▸ Problem to work on
The word "rough" marks the lines to find; copy every such line from the data below.

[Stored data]
•••
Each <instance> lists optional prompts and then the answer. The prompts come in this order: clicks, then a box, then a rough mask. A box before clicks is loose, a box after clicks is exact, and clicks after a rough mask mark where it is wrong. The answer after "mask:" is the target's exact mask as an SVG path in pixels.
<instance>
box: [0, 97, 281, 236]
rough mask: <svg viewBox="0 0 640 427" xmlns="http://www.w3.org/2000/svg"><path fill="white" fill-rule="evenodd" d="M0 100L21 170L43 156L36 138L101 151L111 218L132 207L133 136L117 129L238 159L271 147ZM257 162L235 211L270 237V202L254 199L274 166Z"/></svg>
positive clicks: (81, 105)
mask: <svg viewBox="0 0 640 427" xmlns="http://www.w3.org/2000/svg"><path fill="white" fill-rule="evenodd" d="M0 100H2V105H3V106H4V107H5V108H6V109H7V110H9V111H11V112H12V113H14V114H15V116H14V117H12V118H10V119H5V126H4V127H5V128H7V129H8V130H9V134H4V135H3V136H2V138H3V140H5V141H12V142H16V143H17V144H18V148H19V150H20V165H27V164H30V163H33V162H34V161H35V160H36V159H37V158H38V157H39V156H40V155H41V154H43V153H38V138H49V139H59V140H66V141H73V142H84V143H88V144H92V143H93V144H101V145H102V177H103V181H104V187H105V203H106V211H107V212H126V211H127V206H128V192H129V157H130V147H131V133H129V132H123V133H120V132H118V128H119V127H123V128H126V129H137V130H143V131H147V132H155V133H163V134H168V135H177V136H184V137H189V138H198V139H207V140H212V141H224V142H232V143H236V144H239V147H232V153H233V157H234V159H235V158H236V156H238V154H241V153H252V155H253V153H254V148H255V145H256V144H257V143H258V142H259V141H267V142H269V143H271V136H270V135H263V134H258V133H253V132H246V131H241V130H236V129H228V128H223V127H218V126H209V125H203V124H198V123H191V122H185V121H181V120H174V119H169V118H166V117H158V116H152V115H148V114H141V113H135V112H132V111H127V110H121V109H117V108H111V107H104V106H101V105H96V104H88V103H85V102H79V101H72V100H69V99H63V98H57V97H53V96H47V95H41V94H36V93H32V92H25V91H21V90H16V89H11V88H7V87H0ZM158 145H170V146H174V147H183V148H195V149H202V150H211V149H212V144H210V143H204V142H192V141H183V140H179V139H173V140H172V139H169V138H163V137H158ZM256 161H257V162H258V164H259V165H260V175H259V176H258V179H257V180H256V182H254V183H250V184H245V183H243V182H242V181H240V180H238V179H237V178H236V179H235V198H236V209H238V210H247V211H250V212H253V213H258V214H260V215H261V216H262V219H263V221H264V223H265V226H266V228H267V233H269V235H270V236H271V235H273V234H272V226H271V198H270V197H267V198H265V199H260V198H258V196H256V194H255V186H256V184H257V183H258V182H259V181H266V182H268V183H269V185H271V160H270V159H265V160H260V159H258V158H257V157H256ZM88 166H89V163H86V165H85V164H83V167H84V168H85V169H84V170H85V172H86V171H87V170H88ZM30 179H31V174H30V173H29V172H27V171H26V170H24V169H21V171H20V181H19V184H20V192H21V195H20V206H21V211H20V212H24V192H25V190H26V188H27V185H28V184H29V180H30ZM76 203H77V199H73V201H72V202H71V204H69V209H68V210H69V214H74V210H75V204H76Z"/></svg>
•••
▸ Result of this task
Each <instance> lists optional prompts and then the answer. The prompts come in this order: clicks, then a box, then a rough mask. A box before clicks is loose, a box after clicks is exact, and clicks after a rough mask mark where it is wrong. The answer after "mask:" is the target's exact mask as an SVG path in pixels.
rough mask: <svg viewBox="0 0 640 427" xmlns="http://www.w3.org/2000/svg"><path fill="white" fill-rule="evenodd" d="M0 100L21 170L43 156L36 138L101 151L111 218L132 207L133 136L117 129L238 159L271 147ZM257 162L235 211L270 237V202L254 199L274 166Z"/></svg>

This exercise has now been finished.